(Document extract Opens)
Pages: 1120, 1126-1127

Draw a simple map of the lactose operon indicating the relative positions of promoter, operator, CRP-binding site, repressor gene (I), and the structural genes of the operon (A, Y, Z).  Indicate where the CRP protein binds within this operon.  When it is bound to this site, does the CRP protein have a positive or negative effect on gene expression in this system?

 

 

  1. Regulation of gene expression in prokaryotes

Pages: 1126-1127

Briefly explain (a) why there is a lag in cell growth when bacteria are switched from a medium containing glucose to one containing lactose.  (b) When the growth medium contains both lactose and glucose, what proteins will be bound to the lac operon regulatory region?  (c) If only lactose is in the growth medium, what proteins will be bound to the lac operon regulatory region?

 

  1. Regulation of gene expression in prokaryotes

Pages: 1127-1129 Difficutly: 3

In prokaryotes such as E. coli, many operons that encode enzymes involved in amino acid biosynthesis begin with a sequence coding for a leader peptide.  This peptide has no known enzymatic function and is rich in the amino acid that is synthesized by the enzymes coded for in the operon.  What is the function of this leader peptide?

 

 

  1. Regulation of gene expression in prokaryotes

Page: 1130-1131  

The SOS response in E. coli is triggered by extensive damage to the cell’s DNA and increases the capacity for repairing such DNA.  What molecular events bring about expression of the SOS genes?

 

 

  1. Regulation of gene expression in prokaryotes

Pages: 1131-1132

Explain how synthesis of ribosomal proteins in E. coli is regulated at the level of translation.

 

 

  1. Regulation of gene expression in prokaryotes

Pages: 1126-1135

Match each of the operons with the type(s) of regulation present in that operon.  Note that a given type can be used more than once, or not at all; also, a given operon may have more than one type of regulation.

 

Operon                        Type or Regulation

(a) lac              (1) activation

(b) trp              (2) repression

(c) SOS                        (3) attenuation

(4) DNA rearrangement

 

  1. Regulation of gene expression in eukaryotes

Pages: 1136-1137

Describe briefly the relationship between chromatin structure and transcription in eukaryotes.

 

 

 

  1. Regulation of gene expression in eukaryotes

Pages: 1136-1139

Define each in about two sentences:  (a) hypersensitive sites in eukaryotic chromosomes; (b) enhancers (upstream activator sequences); (c) chromatin remodeling.
(Document extract Closes)
→ **Actions to take**
A – Copy the passage of the gene regulation questions that starts with "Pages: 1120, 1126-1127" and goes on through "in this system?".
B – According to the gene regulation questions, what triggers the SOS response in E. coli, and what does that response do for the cell? Answer in one to three sentences.
C – In the gene regulation questions, which letters name the structural genes of the lactose operon?
(Data supplied Opens)
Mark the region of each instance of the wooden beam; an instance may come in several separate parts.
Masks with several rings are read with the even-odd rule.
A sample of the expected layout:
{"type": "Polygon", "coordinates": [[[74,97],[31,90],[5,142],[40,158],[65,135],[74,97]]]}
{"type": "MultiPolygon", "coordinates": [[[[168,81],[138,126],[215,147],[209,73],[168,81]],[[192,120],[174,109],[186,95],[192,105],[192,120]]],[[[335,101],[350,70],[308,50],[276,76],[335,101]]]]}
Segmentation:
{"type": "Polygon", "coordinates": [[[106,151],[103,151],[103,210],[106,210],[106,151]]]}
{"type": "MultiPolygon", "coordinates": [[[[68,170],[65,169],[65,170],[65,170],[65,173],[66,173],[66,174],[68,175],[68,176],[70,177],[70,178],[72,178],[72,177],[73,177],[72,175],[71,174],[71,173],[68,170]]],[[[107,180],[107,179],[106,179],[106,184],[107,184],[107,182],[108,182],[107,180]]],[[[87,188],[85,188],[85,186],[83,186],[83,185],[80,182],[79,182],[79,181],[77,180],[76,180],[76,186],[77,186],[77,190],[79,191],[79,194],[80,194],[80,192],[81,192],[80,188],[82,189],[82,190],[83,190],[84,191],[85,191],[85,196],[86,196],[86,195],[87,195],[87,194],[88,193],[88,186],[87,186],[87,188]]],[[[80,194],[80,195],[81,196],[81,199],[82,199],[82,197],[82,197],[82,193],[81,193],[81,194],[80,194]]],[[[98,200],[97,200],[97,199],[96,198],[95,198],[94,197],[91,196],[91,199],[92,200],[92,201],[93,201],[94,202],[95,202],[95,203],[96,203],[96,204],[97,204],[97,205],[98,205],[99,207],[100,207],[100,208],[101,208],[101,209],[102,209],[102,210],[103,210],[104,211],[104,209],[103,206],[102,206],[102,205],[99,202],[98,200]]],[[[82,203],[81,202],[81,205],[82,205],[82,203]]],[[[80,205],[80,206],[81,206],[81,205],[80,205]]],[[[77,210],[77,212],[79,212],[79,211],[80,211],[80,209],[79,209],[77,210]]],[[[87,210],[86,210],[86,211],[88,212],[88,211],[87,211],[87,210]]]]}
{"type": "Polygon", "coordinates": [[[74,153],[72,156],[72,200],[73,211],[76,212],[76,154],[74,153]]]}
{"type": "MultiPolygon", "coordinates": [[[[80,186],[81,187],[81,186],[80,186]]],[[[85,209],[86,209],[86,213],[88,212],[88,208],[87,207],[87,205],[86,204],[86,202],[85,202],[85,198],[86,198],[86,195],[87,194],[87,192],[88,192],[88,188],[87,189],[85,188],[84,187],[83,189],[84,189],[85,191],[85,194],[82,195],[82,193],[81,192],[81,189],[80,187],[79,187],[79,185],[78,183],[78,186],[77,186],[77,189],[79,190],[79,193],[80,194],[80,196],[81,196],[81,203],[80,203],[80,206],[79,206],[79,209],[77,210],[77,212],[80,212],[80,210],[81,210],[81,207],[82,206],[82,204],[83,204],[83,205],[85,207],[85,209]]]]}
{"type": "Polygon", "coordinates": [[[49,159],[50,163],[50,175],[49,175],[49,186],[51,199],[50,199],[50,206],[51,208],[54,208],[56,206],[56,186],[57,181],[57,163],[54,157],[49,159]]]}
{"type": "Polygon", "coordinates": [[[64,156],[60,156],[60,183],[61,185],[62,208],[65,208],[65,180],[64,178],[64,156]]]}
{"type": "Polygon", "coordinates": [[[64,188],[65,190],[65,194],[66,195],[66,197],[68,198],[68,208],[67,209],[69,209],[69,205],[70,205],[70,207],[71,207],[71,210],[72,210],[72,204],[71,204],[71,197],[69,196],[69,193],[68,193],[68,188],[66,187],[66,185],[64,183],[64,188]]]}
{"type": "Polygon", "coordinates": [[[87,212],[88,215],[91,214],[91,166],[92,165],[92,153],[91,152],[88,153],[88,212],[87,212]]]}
(Data supplied Closes)
→ **List of solutions**
A –
Pages: 1120, 1126-1127

Draw a simple map of the lactose operon indicating the relative positions of promoter, operator, CRP-binding site, repressor gene (I), and the structural genes of the operon (A, Y, Z).  Indicate where the CRP protein binds within this operon.  When it is bound to this site, does the CRP protein have a positive or negative effect on gene expression in this system?

B – The SOS response is triggered by extensive damage to the cell's DNA. It increases the cell's capacity for repairing such DNA.

C – A, Y, and Z.